Performance Monitoring
Several DTrace providers implement probes that correspond to existing performance monitoring
tools:
■ The vminfo provider implements probes that correspond to the vmstat(1M) tool
■ The sysinfo provider implements probes that correspond to the mpstat(1M) tool
■ The io provider implements probes that correspond to the iostat(1M) tool
■ The syscall provider implements probes that correspond to the truss(1) tool
You can use the DTrace facility to extract the same information that the bundled tools provide, but
with greater flexibility. The DTrace facility provides arbitrary kernel information that is available at
the time that the probes fire. The DTrace facility enables you to receive information such as process
identification, thread identification, and stack traces.
37
Performance Monitoring
bread Probe that fires whenever a buffer is physically read from a device. bread
fires after the buffer has been requested from the device, but before blocking
pending its completion.
bwrite Probe that fires whenever a buffer is about to be written out to a device,
whether synchronously or asynchronously.
cpu_ticks_idle Probe that fires when the periodic system clock has made the determination
that a CPU is idle. Note that this probe fires in the context of the system clock
and therefore fires on the CPU running the system clock. The cpu_t
argument (arg2) indicates the CPU that has been deemed idle.
cpu_ticks_kernel Probe that fires when the periodic system clock has made the determination
that a CPU is executing in the kernel. This probe fires in the context of the
system clock and therefore fires on the CPU running the system clock. The
cpu_t argument (arg2) indicates the CPU that has been deemed to be
executing in the kernel.
cpu_ticks_user Probe that fires when the periodic system clock has made the determination
that a CPU is executing in user mode. This probe fires in the context of the
system clock and therefore fires on the CPU running the system clock. The
cpu_t argument (arg2) indicates the CPU that has been deemed to be
running in user-mode.

- Dataset content
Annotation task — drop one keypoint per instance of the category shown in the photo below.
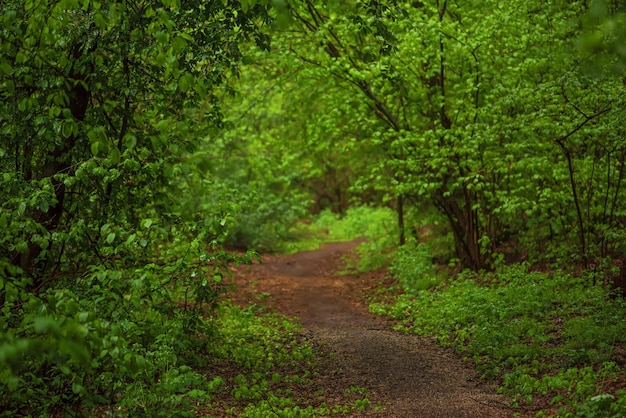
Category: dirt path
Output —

- Required actions
(a) In the DTrace performance monitoring text, does each statement agree? (i) The io provider has probes that correspond to the iostat(1M) tool. (ii) The bread probe fires after the buffer read has completed. (iii) The cpu_ticks_idle probe fires on the CPU that has been deemed idle. Answer yes or no for each, and quote the deciding words.
(b) Return, word for word, the stretch of the DTrace performance monitoring text that begins with the words containing "cpu_ticks_user Probe that" and ends with "running in user-mode.".

- Solved tasks
(a)
(i) Yes: "The io provider implements probes that correspond to the iostat(1M) tool"
(ii) No: "bread fires after the buffer has been requested from the device, but before blocking pending its completion."
(iii) No: "this probe fires in the context of the system clock and therefore fires on the CPU running the system clock."

(b)
cpu_ticks_user Probe that fires when the periodic system clock has made the determination
that a CPU is executing in user mode. This probe fires in the context of the
system clock and therefore fires on the CPU running the system clock. The
cpu_t argument (arg2) indicates the CPU that has been deemed to be
running in user-mode.